Convert all of the entries below into a numbered list, one line per item, with blank lines omitted. Leave the pictures out of your list.

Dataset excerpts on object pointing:
━━━━━━━━
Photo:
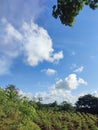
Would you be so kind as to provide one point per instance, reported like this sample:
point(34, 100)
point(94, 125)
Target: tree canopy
point(87, 103)
point(67, 10)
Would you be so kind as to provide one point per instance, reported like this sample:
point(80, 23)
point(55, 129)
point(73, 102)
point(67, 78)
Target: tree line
point(87, 103)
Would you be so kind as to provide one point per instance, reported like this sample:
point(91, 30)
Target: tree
point(87, 103)
point(65, 106)
point(67, 10)
point(12, 92)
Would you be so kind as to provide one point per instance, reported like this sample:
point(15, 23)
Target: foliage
point(87, 103)
point(67, 10)
point(21, 113)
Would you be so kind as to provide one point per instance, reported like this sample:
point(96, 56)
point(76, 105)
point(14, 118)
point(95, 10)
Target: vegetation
point(67, 10)
point(21, 113)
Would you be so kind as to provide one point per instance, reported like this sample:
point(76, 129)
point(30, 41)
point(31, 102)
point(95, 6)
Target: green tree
point(67, 10)
point(87, 103)
point(12, 92)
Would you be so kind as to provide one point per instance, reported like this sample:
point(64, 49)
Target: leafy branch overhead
point(67, 10)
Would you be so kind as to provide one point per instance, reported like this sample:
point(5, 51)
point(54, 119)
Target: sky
point(44, 58)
━━━━━━━━
§ **Finished answer**
1. Photo:
2. Would you be so kind as to provide one point per instance, reported like this sample:
3. point(34, 100)
4. point(94, 125)
5. Target: tree canopy
6. point(87, 103)
7. point(67, 10)
8. Would you be so kind as to provide one point per instance, reported like this sample:
9. point(80, 23)
10. point(55, 129)
11. point(73, 102)
12. point(67, 78)
13. Target: tree line
14. point(87, 103)
15. Would you be so kind as to provide one point per instance, reported like this sample:
16. point(91, 30)
17. Target: tree
18. point(87, 103)
19. point(65, 106)
20. point(67, 10)
21. point(12, 92)
22. Would you be so kind as to provide one point per instance, reported like this sample:
23. point(15, 23)
24. Target: foliage
25. point(87, 103)
26. point(67, 10)
27. point(21, 113)
28. Would you be so kind as to provide one point per instance, reported like this sample:
29. point(96, 56)
30. point(76, 105)
31. point(14, 118)
32. point(95, 10)
33. Target: vegetation
34. point(67, 10)
35. point(21, 113)
36. Would you be so kind as to provide one point per instance, reported like this sample:
37. point(76, 129)
38. point(30, 41)
39. point(31, 102)
40. point(95, 6)
41. Target: green tree
42. point(67, 10)
43. point(87, 103)
44. point(12, 92)
45. Would you be so kind as to provide one point per instance, reported like this sample:
46. point(64, 49)
47. Target: leafy branch overhead
48. point(67, 10)
49. Would you be so kind as to provide one point per instance, reported like this sample:
50. point(5, 51)
51. point(54, 119)
52. Target: sky
53. point(44, 58)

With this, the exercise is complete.